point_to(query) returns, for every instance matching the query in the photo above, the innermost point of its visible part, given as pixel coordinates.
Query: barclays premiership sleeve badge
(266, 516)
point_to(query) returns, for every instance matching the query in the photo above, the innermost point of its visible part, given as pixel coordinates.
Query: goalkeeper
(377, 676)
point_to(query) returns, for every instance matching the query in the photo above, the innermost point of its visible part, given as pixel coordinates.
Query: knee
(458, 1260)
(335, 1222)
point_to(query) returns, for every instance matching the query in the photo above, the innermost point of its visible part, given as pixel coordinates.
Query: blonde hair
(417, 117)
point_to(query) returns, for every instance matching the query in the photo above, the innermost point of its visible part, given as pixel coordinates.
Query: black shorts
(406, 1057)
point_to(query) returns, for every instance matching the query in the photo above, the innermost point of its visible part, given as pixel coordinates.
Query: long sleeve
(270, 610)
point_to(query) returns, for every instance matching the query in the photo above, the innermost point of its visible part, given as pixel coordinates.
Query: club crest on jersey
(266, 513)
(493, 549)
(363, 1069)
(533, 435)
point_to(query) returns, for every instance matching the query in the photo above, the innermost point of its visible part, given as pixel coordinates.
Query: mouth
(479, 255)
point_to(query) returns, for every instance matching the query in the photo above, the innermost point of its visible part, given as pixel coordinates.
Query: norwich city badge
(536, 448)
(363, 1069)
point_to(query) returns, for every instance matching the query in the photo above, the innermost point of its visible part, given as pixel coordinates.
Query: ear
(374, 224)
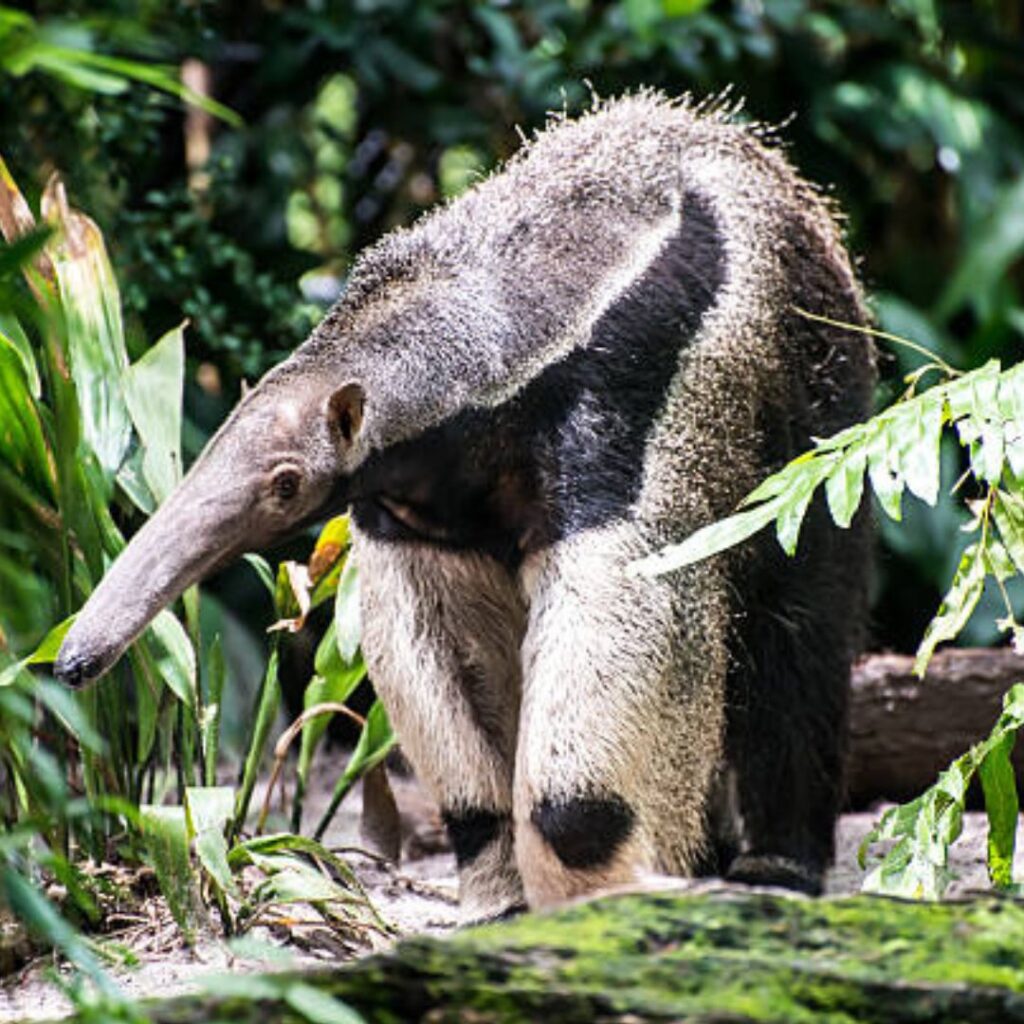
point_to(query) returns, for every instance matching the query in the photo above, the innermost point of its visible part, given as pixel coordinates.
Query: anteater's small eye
(286, 483)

##########

Reproduce the whole listing above word for word, leaving out the pictures.

point_to(query) returns, for every instance matching the query in the photo above, the innermost point of its visible part, given as pixel coordinates.
Query: barclays premiership sleeve badge
(266, 516)
point_to(query) returns, for every instance matching the query in the photo above, the innermost point of its visible part, given as pixel coordinates.
Query: goalkeeper
(377, 676)
point_to(query) returns, for every instance matching the query in the photo above, the innermost point of its visible part, given as pixel coordinates.
Query: knee
(458, 1260)
(335, 1222)
point_to(query) returns, for every instance matching the query in the photo above, the innermost point of its visible part, given as pixel coordinates.
Query: blonde hair
(417, 117)
point_to(query) returns, for every instance matching the query in the photo above, the innermost point of its visible part, given as pixel coordinates.
Query: black shorts
(406, 1057)
point_to(query) returns, for every instance matching the query in the photo above, the innermost point of its visible part, given as pixel coordinates.
Query: long sleeve
(270, 610)
point_to(query) returns, for every instance matching the query in the photo above, the innermost point of its visible part, given as pixel coordinates.
Query: club crest on jersey
(266, 513)
(493, 549)
(363, 1069)
(533, 435)
point_to(query) returns, for every instance matching the query in the photo above, the innermost point of its visible part, given as pixel coordinates.
Query: mouth
(479, 255)
point_to(query) returns, for every instance matching the query in the photo above, the innermost point of its visible part, given as pixel coordinates.
Query: norwich city badge
(536, 448)
(363, 1069)
point_to(query) returns, for every instance matching the query in the photo above, the innermost point of its visible part, given as pixel coordinates.
Query: ear
(374, 224)
point_to(query) returns, for every instance matching the query in the photo above, the innermost point of its visible part, given as pixel coordinates.
Query: anteater's small eye
(286, 483)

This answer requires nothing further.